» Exercise input:
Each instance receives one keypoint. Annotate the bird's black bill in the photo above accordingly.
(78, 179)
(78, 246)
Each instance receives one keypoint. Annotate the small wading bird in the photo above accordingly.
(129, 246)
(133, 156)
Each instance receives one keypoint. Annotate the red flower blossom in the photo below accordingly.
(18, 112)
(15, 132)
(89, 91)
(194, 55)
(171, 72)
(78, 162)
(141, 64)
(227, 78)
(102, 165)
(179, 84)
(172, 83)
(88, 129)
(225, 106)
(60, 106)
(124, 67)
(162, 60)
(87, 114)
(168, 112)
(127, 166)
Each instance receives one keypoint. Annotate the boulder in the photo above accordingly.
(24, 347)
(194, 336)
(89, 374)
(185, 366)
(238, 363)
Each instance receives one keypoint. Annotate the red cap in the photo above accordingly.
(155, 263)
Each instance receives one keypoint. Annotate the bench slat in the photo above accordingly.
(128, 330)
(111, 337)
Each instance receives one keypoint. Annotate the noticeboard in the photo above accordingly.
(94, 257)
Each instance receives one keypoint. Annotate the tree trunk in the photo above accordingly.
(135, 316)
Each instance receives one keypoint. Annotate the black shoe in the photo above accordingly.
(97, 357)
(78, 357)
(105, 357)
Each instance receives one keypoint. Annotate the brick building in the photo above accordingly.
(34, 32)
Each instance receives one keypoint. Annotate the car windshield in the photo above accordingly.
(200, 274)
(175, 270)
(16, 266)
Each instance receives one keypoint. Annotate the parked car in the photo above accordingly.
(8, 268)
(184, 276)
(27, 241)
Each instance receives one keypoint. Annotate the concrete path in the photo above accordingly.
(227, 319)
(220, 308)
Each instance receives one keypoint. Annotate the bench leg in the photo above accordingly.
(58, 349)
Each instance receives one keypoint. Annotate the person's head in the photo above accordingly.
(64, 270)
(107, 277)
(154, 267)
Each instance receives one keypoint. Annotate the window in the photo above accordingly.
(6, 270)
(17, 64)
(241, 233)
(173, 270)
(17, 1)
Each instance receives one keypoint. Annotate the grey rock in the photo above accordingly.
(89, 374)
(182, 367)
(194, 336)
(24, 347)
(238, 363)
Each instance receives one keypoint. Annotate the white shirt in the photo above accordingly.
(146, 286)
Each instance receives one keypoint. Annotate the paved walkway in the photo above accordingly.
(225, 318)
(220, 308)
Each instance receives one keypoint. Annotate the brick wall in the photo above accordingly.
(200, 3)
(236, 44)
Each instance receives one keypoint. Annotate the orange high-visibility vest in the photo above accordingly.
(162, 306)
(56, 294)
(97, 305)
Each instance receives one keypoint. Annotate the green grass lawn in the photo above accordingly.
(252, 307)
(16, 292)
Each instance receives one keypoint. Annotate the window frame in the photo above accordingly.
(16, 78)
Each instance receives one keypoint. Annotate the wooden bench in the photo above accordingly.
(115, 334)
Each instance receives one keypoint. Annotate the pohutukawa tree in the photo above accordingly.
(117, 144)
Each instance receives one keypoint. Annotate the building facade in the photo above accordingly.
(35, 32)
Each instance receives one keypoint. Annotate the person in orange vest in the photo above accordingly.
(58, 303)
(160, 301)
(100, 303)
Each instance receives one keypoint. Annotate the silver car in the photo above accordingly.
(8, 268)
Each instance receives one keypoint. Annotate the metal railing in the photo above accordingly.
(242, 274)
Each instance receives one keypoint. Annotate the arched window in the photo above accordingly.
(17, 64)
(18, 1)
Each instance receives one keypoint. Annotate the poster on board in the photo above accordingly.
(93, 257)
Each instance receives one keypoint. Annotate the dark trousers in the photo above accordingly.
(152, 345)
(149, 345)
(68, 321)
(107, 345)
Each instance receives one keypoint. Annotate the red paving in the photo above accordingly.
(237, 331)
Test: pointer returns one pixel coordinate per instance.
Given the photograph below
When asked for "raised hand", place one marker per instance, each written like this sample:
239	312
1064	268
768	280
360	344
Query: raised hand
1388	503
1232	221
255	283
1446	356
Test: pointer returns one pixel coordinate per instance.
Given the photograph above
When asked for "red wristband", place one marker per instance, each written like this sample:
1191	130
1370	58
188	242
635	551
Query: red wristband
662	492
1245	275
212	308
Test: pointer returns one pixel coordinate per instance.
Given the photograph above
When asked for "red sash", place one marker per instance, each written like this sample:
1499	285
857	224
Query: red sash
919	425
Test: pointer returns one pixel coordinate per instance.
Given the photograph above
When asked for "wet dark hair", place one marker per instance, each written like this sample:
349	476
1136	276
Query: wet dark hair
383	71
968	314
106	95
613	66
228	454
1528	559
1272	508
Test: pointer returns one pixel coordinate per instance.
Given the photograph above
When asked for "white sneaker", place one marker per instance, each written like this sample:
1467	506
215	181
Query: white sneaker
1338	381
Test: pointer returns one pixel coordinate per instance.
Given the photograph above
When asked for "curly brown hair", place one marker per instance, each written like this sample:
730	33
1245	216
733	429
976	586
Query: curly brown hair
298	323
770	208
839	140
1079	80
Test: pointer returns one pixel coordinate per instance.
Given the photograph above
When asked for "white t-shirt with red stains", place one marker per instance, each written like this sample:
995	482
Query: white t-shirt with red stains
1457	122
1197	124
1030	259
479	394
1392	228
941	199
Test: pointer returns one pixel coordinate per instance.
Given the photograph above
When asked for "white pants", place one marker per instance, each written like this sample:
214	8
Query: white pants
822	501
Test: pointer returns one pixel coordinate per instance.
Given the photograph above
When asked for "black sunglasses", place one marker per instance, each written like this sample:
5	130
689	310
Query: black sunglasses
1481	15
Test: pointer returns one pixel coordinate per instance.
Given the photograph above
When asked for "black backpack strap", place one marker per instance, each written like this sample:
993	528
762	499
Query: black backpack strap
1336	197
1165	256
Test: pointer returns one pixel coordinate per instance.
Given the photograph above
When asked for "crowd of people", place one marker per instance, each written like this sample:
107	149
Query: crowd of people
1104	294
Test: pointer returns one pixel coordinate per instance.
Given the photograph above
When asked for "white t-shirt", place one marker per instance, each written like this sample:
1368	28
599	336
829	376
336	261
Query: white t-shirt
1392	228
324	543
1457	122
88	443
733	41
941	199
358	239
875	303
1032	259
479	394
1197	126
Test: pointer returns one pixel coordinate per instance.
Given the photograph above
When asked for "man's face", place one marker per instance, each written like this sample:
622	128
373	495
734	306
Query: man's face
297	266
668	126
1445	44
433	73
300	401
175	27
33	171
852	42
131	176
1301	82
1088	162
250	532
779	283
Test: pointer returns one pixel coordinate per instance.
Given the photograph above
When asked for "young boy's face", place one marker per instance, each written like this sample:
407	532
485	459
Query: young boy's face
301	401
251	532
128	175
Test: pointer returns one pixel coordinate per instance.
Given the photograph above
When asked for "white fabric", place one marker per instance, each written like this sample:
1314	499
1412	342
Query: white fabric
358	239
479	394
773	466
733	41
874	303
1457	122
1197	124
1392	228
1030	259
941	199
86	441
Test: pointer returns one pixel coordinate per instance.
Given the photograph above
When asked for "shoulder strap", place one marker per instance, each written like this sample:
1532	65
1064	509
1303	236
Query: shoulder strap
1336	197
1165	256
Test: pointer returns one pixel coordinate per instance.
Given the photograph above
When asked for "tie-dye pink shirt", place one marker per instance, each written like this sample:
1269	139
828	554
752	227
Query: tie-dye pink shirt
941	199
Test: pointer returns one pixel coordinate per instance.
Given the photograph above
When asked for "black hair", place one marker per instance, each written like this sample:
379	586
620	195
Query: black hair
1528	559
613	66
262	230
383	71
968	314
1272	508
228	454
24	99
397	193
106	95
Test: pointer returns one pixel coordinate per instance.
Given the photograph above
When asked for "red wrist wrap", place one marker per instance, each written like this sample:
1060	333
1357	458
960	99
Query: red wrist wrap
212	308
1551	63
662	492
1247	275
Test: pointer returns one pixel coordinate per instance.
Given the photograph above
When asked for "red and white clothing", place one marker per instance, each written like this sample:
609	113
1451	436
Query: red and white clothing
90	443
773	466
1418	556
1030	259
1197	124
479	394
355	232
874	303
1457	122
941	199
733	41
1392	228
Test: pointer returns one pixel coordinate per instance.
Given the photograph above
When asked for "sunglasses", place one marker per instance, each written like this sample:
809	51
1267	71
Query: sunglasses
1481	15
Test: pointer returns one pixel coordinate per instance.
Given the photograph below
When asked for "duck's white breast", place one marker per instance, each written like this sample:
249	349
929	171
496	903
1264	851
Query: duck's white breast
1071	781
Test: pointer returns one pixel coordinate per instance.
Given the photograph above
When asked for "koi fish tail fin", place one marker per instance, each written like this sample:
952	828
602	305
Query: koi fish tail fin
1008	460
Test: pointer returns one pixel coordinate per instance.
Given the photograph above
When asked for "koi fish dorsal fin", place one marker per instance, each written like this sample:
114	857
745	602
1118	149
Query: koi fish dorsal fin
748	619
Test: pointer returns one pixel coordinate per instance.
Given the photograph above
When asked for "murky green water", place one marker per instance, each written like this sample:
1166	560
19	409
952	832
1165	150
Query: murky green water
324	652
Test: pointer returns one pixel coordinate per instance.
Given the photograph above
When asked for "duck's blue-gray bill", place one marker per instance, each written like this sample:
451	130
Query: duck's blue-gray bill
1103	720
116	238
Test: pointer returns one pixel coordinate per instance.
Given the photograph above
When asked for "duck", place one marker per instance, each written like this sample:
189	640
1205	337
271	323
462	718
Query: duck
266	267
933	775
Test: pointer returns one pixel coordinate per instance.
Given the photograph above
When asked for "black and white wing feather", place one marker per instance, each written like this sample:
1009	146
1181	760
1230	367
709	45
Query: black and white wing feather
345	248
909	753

» What to do: How many lines of the records above contain the string "stains", with case counting? Reply with the number alone.

» Written solution: 2